PROBLEM:
Copy every line of the records exactly, without including the images.

SOURCE MATERIAL:

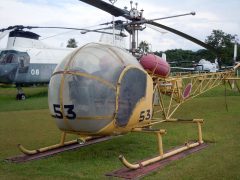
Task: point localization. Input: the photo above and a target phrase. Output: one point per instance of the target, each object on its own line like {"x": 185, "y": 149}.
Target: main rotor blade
{"x": 190, "y": 38}
{"x": 113, "y": 10}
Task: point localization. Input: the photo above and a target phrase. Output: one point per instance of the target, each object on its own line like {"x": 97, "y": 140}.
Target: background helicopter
{"x": 27, "y": 60}
{"x": 100, "y": 89}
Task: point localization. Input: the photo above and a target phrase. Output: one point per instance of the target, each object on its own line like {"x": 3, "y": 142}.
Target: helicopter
{"x": 103, "y": 90}
{"x": 27, "y": 60}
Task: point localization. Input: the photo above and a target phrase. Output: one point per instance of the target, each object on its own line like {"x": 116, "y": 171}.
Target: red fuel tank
{"x": 155, "y": 65}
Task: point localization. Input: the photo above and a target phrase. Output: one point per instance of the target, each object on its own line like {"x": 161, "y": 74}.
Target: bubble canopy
{"x": 85, "y": 92}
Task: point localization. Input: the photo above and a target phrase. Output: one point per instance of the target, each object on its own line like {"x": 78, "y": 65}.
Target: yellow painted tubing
{"x": 31, "y": 152}
{"x": 158, "y": 158}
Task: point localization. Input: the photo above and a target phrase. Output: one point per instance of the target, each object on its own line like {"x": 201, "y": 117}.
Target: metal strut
{"x": 163, "y": 155}
{"x": 48, "y": 148}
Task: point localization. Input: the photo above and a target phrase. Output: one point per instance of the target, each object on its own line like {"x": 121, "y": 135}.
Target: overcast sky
{"x": 210, "y": 14}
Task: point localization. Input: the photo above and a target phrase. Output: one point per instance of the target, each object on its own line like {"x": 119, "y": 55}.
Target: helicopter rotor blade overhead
{"x": 113, "y": 10}
{"x": 186, "y": 36}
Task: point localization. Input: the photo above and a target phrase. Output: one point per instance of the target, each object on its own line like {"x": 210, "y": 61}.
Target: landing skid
{"x": 127, "y": 173}
{"x": 30, "y": 155}
{"x": 162, "y": 155}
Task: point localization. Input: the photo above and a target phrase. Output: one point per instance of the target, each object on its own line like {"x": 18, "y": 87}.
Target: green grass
{"x": 29, "y": 123}
{"x": 36, "y": 98}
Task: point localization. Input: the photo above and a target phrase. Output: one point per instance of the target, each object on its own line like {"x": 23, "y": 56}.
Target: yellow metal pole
{"x": 160, "y": 146}
{"x": 199, "y": 132}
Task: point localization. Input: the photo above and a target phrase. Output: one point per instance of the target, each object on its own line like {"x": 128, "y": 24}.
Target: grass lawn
{"x": 29, "y": 123}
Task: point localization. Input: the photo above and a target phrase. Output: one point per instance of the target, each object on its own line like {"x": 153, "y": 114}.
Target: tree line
{"x": 221, "y": 41}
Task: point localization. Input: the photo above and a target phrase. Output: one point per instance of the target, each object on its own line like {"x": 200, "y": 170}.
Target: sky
{"x": 210, "y": 14}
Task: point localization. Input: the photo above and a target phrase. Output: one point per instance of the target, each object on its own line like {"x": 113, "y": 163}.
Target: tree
{"x": 72, "y": 43}
{"x": 143, "y": 46}
{"x": 224, "y": 43}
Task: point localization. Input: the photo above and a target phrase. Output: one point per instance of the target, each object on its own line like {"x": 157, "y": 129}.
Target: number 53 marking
{"x": 70, "y": 113}
{"x": 145, "y": 115}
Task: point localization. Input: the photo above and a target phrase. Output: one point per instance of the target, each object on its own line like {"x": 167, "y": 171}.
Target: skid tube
{"x": 48, "y": 148}
{"x": 163, "y": 155}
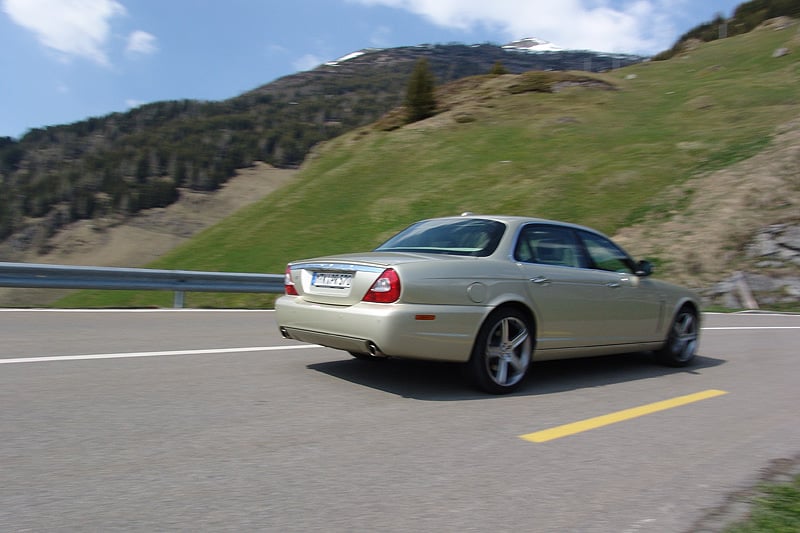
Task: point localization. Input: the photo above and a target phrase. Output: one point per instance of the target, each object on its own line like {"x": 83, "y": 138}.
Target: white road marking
{"x": 48, "y": 359}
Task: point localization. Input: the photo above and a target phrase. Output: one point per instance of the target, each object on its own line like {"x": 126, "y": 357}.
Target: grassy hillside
{"x": 585, "y": 153}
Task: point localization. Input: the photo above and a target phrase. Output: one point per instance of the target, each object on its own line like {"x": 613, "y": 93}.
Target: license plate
{"x": 331, "y": 280}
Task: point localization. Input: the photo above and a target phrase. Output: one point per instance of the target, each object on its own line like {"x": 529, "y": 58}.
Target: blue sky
{"x": 66, "y": 60}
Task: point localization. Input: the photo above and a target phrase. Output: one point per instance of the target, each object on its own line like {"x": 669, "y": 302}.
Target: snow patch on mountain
{"x": 532, "y": 44}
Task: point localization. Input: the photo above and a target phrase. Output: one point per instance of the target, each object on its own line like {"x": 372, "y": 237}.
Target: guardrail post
{"x": 179, "y": 300}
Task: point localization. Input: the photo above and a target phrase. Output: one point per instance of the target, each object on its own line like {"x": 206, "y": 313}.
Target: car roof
{"x": 516, "y": 220}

REPLY:
Task: point localization. Input: the photo above and a target phrase. Output: one point per instance of the target, each object on its own line like {"x": 185, "y": 149}.
Target: main rotor blade
{"x": 190, "y": 38}
{"x": 113, "y": 10}
Task: point localization. Input: the photo above and a target phrase. Output: one point per instance of the target, each object on its own line like {"x": 97, "y": 140}.
Target: background helicopter
{"x": 27, "y": 60}
{"x": 100, "y": 89}
Task: point localization. Input: the photo above and a target phrase. Output: one point per instance of the target, each object on its own line like {"x": 3, "y": 142}.
Target: helicopter
{"x": 103, "y": 90}
{"x": 27, "y": 60}
Task: point localization. Input: the photo above and a target phrase. Output: one point per instance of the target, each object on its own line like {"x": 116, "y": 171}.
Target: red fuel tank
{"x": 155, "y": 65}
Task: point localization. Input: the photo above and a target phrase. Output: one point per instance of the target, each object on its own line like {"x": 161, "y": 74}.
Target: bubble canopy
{"x": 85, "y": 92}
Task: point localization. Input: the photo above and a target phrase. Output: one point per instance of the target, each object on its own line like {"x": 78, "y": 65}.
Target: yellow painted tubing
{"x": 31, "y": 152}
{"x": 158, "y": 158}
Task: point localization. Input: the photo above and a target phrase. Output: one point per instance of the target, each object on its own line like {"x": 201, "y": 117}.
Target: metal strut
{"x": 163, "y": 155}
{"x": 48, "y": 148}
Task: point localization. Input: the photo above and a target phrase. Output: one point per instance of the target, each object on its own line like {"x": 121, "y": 135}.
Target: overcast sky
{"x": 210, "y": 14}
Task: point localization. Input: the photo above and a target phrase. Output: one point per instance of the target, each object on its own line like {"x": 119, "y": 55}.
Target: helicopter rotor blade overhead
{"x": 113, "y": 10}
{"x": 186, "y": 36}
Task: point localization. Input: the photo above and a target phrase. Output: one point per instance of the target, each object on its own line like {"x": 210, "y": 61}.
Target: landing skid
{"x": 127, "y": 173}
{"x": 30, "y": 155}
{"x": 162, "y": 155}
Task: point localization. Input: the photo above and a target phrase. Output: one point per instance of the target, each object on its own line like {"x": 18, "y": 87}.
Target: green grass
{"x": 29, "y": 123}
{"x": 36, "y": 98}
Task: point localization. Input: the photo above and a target phrase. Output: one point per instance of the target, each object on its own line like {"x": 23, "y": 56}.
Target: yellow metal pole
{"x": 160, "y": 146}
{"x": 199, "y": 132}
Task: point localization. Input: the photo above and a target phrase. Output: one point per instance of the target, each object on its own line like {"x": 128, "y": 24}.
Target: grass lawn
{"x": 29, "y": 123}
Task: point localization. Input: the photo above and a target phrase. Output: one point per instance of the target, each object on its own line like {"x": 153, "y": 114}.
Target: tree line
{"x": 221, "y": 41}
Task: point localization. Input: the photo above and a target phrase. Output: one point per instance of the target, each object on its own line like {"x": 200, "y": 170}.
Target: sky
{"x": 210, "y": 14}
Task: point localization. Input: the photo above and a target phrase. Output: one point per instance of the target, each object on its own line like {"x": 113, "y": 163}.
Target: tree
{"x": 72, "y": 43}
{"x": 143, "y": 46}
{"x": 224, "y": 43}
Task: point localization. Input: the photo above and a target phrase. Output: one point per instance of the target, each object on its own line like {"x": 157, "y": 129}.
Target: number 53 marking
{"x": 70, "y": 113}
{"x": 145, "y": 115}
Task: point localization. Input: the photo above and a target phrase. Output: one point per instance of the target, each object on its own line like {"x": 167, "y": 171}.
Target: skid tube
{"x": 48, "y": 148}
{"x": 163, "y": 155}
Task: point localization. Input: the photo above and a target phrase. Output: one point per instance of the target, each object on its own line like {"x": 83, "y": 138}.
Target: white road marking
{"x": 48, "y": 359}
Task: point localization. Input: the photo above and a target phrase. Output: one point per instance of the target, each object on its own line like {"x": 126, "y": 357}.
Target: grassy hillside
{"x": 585, "y": 153}
Task: point localization. Input: the photo above and a target phrase. Output: one point per instance of the target, each object on its own line like {"x": 613, "y": 93}.
Target: license plate
{"x": 331, "y": 280}
Task: point localization. Input: the photo above and a target phrase. Output: one point per instance of the target, each object on its own line like {"x": 529, "y": 58}.
Target: blue sky
{"x": 66, "y": 60}
Task: point localization. Input: the photo above and a target phrase. Output: one point per instance of the target, each object on its own line like {"x": 669, "y": 302}.
Target: snow patch on mountain
{"x": 532, "y": 44}
Task: point localization. Input: the photo above and a target phrase. Output: one point per instance of the target, each object on its own line like {"x": 372, "y": 237}.
Target: guardrail post
{"x": 179, "y": 300}
Task: point localization. Input: the photo above and a target phrase. Output: one point per instance of the target, each object on its own line like {"x": 206, "y": 313}.
Target: car roof
{"x": 516, "y": 220}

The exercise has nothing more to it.